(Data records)
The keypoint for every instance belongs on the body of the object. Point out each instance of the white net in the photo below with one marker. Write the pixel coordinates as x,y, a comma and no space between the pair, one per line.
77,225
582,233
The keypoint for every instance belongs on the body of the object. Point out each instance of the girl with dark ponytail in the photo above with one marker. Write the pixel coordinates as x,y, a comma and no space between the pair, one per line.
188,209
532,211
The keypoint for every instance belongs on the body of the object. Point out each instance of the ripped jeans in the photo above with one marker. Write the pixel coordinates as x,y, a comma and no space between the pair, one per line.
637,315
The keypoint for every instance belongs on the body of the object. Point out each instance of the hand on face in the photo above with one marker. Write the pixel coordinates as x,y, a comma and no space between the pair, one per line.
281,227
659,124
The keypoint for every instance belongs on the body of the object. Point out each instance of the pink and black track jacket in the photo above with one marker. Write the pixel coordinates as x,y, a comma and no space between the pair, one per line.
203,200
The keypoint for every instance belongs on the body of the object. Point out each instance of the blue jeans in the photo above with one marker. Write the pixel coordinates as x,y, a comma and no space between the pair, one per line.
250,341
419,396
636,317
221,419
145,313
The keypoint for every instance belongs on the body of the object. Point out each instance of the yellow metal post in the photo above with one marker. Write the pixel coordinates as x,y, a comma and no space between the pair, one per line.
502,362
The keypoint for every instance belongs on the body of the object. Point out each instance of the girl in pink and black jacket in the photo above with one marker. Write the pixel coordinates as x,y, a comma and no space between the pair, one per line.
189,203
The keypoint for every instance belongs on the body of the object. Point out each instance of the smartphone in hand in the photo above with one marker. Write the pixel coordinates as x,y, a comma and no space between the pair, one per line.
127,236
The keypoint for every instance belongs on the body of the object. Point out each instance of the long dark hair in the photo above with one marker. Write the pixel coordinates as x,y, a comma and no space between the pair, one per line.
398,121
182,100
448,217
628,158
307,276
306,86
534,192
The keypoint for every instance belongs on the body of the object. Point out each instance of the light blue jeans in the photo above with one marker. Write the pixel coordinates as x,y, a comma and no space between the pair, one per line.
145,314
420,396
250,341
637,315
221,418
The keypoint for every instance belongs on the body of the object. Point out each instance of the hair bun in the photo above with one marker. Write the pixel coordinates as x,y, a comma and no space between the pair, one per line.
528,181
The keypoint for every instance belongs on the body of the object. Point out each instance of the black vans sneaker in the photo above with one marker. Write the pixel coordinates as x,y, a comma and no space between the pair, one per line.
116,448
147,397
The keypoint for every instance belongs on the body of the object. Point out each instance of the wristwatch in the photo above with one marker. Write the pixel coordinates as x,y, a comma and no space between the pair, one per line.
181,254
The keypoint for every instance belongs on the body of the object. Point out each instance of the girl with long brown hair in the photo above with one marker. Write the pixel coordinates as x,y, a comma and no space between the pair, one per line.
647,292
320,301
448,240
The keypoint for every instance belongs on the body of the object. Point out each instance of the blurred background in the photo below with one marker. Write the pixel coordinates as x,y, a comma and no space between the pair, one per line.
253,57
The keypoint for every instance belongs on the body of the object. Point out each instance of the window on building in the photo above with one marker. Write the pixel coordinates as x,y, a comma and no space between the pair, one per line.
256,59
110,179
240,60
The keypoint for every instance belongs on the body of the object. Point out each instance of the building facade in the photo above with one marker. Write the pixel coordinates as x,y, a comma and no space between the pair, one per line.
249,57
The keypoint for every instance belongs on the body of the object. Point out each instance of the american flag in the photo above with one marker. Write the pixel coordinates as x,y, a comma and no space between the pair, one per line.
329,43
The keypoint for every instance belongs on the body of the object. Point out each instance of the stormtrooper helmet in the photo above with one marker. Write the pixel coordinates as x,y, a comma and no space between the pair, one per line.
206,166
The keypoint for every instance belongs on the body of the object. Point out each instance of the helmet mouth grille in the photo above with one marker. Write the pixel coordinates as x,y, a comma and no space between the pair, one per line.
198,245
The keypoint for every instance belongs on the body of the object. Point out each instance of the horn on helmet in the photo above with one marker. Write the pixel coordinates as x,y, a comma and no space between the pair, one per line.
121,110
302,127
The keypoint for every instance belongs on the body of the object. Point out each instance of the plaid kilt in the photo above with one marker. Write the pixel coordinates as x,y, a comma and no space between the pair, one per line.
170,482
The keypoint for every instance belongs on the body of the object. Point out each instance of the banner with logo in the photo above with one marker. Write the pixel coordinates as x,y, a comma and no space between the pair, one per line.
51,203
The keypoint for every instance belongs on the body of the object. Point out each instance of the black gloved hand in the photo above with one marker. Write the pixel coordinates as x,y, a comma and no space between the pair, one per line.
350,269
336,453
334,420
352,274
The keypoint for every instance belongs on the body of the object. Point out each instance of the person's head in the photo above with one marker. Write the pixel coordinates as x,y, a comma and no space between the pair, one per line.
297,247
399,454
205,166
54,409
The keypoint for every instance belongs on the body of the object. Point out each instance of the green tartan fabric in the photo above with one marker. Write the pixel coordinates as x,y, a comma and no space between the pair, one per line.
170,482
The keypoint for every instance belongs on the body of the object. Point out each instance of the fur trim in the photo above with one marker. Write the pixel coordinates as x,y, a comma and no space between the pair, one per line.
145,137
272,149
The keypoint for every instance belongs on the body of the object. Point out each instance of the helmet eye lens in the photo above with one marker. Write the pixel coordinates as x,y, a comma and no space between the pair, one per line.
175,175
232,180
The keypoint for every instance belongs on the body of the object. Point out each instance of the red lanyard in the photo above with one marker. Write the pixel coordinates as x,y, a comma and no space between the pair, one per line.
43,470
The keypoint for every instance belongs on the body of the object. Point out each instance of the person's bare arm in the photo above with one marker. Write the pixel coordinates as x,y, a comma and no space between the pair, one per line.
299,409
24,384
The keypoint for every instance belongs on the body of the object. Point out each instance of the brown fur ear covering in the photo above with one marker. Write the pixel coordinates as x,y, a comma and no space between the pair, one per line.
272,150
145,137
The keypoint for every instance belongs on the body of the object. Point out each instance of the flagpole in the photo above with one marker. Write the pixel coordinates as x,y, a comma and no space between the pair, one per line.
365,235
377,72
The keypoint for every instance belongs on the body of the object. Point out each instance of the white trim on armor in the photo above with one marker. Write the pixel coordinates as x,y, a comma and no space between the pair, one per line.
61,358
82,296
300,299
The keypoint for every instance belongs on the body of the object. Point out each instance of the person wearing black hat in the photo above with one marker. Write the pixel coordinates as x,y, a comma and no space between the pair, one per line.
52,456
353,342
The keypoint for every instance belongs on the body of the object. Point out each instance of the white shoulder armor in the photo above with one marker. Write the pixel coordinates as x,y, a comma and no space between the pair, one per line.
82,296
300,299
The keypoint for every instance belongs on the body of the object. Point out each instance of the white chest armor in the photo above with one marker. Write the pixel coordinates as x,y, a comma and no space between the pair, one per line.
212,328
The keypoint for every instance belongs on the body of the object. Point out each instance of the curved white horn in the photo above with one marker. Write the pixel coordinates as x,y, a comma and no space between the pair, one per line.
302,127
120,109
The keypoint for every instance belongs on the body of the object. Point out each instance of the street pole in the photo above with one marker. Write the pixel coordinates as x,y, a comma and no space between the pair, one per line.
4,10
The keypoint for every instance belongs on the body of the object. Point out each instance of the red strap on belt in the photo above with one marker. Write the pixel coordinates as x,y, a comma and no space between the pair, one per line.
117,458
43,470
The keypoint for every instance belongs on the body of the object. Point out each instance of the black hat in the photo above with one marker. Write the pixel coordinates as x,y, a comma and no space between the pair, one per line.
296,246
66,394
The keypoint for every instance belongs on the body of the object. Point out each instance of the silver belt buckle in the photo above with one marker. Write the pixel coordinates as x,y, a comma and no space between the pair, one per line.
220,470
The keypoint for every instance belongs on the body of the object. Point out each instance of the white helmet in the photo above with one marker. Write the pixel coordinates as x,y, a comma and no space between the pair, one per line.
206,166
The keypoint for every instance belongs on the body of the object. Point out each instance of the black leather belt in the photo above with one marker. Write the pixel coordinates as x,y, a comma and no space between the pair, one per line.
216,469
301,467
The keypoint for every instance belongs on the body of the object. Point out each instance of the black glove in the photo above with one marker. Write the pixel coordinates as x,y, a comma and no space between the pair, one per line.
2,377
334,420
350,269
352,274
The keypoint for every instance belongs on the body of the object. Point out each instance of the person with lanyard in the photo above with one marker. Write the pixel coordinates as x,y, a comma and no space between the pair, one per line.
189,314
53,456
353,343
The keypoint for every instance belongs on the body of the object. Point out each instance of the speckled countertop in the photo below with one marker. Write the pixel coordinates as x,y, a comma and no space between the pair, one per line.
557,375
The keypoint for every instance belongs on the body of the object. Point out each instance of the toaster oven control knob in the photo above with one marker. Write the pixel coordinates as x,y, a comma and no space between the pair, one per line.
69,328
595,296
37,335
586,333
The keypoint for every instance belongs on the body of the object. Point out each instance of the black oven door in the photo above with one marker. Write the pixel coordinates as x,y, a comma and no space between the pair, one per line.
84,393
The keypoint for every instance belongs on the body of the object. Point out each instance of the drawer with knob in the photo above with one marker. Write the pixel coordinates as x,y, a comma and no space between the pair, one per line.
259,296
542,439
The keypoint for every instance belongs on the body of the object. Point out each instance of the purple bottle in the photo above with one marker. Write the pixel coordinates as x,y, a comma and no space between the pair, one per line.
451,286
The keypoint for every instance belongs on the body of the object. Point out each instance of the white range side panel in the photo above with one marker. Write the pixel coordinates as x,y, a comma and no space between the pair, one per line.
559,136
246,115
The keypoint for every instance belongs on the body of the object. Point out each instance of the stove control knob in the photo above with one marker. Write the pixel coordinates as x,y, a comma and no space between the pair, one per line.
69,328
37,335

* WORK TO BE COMPLETED
Copy exactly, word for word, the line with "of the purple" through the final line of the listing.

* SOLUTION TO THIS PROBLEM
The keypoint for every instance belongs on the body of the object. Point out each instance of the purple bottle in the photo above with one marker. Write the pixel coordinates as x,y, a comma and no space between the pair, one per line.
451,286
The keypoint for every instance belongs on the body of the object. Point out each instance of the white range side panel in the photo above with one marker. Write the pixel coordinates as x,y, a comma and no space between the pair, one per line.
559,136
246,115
The keypoint for every instance belongs on the body of the object. Point out each instance of the stove control knob in the photo above with one marker. Write the pixel coordinates as x,y, a comma and no space between the pair, one per line.
69,328
37,335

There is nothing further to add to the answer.